■ **Stated goal**: Repeat exactly the lines from the one containing "Task: locate the leafy" through the last line of the records below, both included, and nothing else.

┄┄┄┄┄┄

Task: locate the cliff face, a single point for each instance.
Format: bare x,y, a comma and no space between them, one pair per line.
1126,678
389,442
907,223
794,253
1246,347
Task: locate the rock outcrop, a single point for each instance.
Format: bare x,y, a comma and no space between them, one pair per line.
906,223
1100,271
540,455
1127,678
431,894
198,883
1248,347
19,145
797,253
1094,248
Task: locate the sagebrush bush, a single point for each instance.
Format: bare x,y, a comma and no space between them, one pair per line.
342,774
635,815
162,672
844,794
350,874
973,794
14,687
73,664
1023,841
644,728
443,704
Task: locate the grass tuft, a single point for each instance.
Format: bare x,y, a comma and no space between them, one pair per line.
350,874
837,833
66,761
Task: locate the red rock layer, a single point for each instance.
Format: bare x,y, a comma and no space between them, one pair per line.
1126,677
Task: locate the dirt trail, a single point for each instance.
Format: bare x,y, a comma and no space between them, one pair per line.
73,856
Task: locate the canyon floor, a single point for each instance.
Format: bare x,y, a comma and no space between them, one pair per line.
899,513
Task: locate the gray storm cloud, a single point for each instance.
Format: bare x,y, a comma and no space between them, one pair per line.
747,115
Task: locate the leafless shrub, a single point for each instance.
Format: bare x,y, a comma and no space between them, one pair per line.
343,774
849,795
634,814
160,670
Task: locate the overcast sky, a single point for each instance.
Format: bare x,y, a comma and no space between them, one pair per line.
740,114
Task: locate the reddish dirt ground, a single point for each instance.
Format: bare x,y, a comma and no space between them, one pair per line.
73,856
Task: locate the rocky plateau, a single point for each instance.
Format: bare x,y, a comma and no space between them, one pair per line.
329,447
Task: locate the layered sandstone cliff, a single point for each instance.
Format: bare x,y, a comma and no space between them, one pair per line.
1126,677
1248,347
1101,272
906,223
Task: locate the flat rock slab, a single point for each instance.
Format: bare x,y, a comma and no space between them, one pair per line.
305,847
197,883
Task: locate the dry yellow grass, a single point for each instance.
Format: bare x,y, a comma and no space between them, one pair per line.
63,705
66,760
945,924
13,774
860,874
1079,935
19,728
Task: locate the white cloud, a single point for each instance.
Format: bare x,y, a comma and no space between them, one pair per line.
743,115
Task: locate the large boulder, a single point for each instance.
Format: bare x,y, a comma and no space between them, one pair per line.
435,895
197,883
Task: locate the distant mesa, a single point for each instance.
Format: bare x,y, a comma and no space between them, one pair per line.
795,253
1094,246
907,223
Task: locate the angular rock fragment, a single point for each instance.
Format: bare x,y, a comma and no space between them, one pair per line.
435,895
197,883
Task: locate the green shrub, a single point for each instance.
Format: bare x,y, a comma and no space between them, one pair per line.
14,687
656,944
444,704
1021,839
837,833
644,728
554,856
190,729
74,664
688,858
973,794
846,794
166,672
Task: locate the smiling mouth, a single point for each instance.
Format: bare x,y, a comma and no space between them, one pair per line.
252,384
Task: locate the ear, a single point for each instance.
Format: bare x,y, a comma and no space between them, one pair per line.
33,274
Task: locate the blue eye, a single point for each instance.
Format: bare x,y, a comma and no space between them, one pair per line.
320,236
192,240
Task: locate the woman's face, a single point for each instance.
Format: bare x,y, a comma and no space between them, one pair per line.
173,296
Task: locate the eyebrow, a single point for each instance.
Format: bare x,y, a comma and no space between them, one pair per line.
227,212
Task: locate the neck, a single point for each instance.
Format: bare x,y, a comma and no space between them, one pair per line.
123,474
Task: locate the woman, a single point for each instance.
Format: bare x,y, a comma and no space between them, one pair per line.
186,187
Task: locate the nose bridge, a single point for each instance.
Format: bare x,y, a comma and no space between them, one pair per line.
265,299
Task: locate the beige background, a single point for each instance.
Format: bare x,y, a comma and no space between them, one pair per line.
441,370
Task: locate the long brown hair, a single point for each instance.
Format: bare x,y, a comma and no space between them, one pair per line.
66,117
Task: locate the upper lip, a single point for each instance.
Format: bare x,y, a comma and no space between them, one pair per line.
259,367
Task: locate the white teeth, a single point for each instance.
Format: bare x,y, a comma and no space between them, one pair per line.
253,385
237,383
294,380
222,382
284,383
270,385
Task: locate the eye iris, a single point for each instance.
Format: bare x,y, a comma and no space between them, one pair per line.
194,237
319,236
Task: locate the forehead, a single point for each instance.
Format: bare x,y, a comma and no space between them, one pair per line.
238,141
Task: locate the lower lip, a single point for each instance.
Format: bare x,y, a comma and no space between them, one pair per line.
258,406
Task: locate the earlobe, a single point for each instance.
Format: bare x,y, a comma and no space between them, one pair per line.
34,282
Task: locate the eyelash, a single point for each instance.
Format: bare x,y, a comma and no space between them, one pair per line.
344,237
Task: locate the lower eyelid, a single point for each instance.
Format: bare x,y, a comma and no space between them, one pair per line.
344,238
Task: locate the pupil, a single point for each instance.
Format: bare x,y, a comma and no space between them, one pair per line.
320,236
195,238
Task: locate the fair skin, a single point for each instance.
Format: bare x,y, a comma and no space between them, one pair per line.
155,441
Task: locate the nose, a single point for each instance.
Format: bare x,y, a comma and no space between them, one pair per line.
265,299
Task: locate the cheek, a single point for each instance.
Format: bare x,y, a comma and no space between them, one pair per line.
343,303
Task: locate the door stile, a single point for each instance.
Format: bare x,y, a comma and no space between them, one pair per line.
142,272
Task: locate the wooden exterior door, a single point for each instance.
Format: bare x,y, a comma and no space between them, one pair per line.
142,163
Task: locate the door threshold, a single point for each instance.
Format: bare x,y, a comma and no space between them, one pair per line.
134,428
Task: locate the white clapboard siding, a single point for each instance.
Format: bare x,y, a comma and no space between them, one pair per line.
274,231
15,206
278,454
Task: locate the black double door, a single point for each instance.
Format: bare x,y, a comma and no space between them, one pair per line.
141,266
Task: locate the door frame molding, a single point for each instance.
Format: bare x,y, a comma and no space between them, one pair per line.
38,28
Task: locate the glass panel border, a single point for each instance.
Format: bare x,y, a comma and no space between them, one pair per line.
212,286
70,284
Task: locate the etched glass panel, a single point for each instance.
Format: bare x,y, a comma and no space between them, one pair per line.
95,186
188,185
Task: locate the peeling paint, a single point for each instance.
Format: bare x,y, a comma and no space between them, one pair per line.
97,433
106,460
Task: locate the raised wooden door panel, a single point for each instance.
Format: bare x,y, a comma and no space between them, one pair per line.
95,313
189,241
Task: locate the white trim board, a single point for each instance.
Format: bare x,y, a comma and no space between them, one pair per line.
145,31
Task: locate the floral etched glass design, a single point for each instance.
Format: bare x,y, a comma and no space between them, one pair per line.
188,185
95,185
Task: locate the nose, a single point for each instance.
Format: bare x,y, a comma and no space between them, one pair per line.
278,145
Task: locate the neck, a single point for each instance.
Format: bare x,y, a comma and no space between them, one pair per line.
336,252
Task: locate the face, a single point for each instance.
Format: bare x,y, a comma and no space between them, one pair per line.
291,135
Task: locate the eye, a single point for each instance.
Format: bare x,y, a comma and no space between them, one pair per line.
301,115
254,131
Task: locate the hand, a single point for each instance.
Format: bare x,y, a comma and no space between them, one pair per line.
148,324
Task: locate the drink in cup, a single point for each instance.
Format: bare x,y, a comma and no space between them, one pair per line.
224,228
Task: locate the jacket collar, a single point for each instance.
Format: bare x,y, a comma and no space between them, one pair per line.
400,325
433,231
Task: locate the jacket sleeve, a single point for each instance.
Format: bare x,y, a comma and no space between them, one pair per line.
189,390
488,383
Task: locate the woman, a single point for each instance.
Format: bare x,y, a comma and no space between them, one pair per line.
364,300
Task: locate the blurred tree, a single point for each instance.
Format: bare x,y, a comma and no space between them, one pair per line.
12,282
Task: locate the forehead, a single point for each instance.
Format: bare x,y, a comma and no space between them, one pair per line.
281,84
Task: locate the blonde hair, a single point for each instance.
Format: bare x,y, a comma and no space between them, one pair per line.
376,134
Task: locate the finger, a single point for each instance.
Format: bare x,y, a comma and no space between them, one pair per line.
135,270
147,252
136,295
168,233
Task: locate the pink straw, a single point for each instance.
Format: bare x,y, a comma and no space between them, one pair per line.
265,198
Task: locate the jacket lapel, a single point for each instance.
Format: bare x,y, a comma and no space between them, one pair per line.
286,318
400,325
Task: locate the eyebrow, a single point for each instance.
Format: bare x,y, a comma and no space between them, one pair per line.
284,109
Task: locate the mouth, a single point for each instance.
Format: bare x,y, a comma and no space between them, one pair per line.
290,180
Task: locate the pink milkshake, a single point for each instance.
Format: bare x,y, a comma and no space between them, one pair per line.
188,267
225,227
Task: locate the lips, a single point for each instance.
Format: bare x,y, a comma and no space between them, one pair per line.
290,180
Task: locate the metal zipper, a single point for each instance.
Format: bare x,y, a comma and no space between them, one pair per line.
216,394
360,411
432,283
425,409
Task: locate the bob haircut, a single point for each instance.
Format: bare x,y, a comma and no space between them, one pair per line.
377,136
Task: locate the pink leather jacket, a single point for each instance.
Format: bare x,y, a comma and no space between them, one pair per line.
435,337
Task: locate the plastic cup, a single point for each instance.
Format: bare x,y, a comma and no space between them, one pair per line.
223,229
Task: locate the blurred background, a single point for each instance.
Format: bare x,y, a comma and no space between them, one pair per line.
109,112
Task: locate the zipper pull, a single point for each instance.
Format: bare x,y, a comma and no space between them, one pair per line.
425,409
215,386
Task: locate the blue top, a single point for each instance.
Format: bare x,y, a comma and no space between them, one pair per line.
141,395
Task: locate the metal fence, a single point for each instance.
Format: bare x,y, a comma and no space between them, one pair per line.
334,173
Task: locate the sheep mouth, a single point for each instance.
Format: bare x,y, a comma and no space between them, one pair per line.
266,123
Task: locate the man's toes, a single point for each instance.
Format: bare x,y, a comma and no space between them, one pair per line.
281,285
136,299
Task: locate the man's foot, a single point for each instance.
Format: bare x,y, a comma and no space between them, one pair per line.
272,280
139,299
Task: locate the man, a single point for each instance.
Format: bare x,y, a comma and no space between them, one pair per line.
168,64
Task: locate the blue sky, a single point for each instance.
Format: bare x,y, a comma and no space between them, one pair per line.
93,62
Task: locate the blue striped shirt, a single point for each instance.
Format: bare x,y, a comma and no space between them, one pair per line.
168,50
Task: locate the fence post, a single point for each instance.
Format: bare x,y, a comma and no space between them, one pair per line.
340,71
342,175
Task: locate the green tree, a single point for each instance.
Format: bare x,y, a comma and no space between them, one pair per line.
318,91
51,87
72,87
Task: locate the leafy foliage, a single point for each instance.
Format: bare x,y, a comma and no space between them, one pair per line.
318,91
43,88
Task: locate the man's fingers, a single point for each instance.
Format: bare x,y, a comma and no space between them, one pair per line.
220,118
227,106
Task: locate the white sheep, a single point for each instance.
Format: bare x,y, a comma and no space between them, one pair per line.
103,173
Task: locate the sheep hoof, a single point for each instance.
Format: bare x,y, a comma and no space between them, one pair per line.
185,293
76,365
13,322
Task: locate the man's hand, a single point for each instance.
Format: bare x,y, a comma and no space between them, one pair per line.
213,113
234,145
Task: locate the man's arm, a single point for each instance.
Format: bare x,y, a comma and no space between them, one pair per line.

┄┄┄┄┄┄

■ **Exercise output**:
Task: locate the leafy foliage, a single point for each instance.
Format: bare x,y, a comma and no space between them, one pair per line.
318,91
43,88
Task: locate the man's fingers, a single point for each instance.
Format: bare x,y, a comma and no space between them, one pair per line.
220,118
227,106
Task: locate the white sheep, a single point for each instance.
Format: bare x,y, a comma and no space between them, one pair per line.
103,173
Task: locate the sheep hoof, a single point for each instance.
Format: bare x,y, a comma and no space between them, one pair per line.
185,293
76,365
13,322
Task: locate the man's hand, a single point for each instance.
Format: bare x,y, a comma and no space between them, one pair per line.
213,113
234,145
Task: locate the man's arm, a single point for each instance.
Format: bare x,y, a comma and no space between them, one pair per line.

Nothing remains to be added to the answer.